**Job:**
Show every line of the entries below that contains the string "hand". Case counts.

>> start Extracted data

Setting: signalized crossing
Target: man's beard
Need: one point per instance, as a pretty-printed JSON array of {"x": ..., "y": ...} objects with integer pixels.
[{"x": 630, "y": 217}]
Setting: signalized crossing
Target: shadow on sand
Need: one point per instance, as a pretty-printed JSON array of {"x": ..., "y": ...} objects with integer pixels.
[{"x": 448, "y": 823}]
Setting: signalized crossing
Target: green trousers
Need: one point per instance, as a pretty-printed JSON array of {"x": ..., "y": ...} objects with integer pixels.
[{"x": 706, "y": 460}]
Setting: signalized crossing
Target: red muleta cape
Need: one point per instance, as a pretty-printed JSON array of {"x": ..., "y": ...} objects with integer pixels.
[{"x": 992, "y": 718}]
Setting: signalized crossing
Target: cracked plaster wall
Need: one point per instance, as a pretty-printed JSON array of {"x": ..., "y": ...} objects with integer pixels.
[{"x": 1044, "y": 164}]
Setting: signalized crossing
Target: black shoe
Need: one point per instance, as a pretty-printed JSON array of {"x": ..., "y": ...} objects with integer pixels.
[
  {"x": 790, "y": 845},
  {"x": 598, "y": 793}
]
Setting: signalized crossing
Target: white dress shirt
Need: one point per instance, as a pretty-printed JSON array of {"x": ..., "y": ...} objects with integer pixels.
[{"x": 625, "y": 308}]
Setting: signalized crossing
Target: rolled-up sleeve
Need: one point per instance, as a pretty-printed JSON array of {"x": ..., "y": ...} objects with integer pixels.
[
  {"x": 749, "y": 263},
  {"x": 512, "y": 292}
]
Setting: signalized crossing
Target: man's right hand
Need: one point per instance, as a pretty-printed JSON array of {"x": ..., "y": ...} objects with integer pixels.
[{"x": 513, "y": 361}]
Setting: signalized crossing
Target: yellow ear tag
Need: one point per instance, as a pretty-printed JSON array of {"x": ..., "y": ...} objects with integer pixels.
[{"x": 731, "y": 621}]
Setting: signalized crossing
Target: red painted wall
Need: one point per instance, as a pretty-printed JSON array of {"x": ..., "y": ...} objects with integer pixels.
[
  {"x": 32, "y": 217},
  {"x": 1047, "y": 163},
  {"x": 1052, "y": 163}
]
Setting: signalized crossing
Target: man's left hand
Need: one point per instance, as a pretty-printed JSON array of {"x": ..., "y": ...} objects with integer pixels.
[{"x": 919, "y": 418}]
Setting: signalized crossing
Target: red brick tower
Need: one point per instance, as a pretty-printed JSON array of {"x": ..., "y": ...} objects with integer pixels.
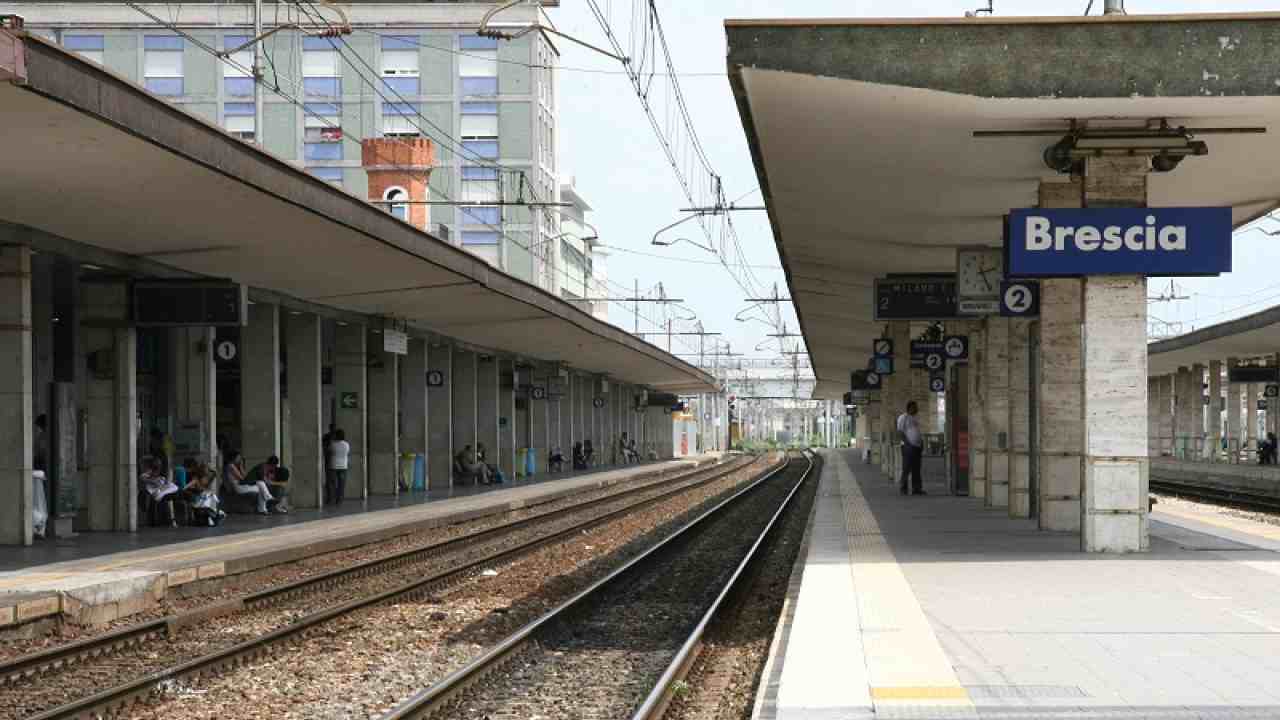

>> end Extracted data

**Task response:**
Target: man's right hand
Target: man's left hand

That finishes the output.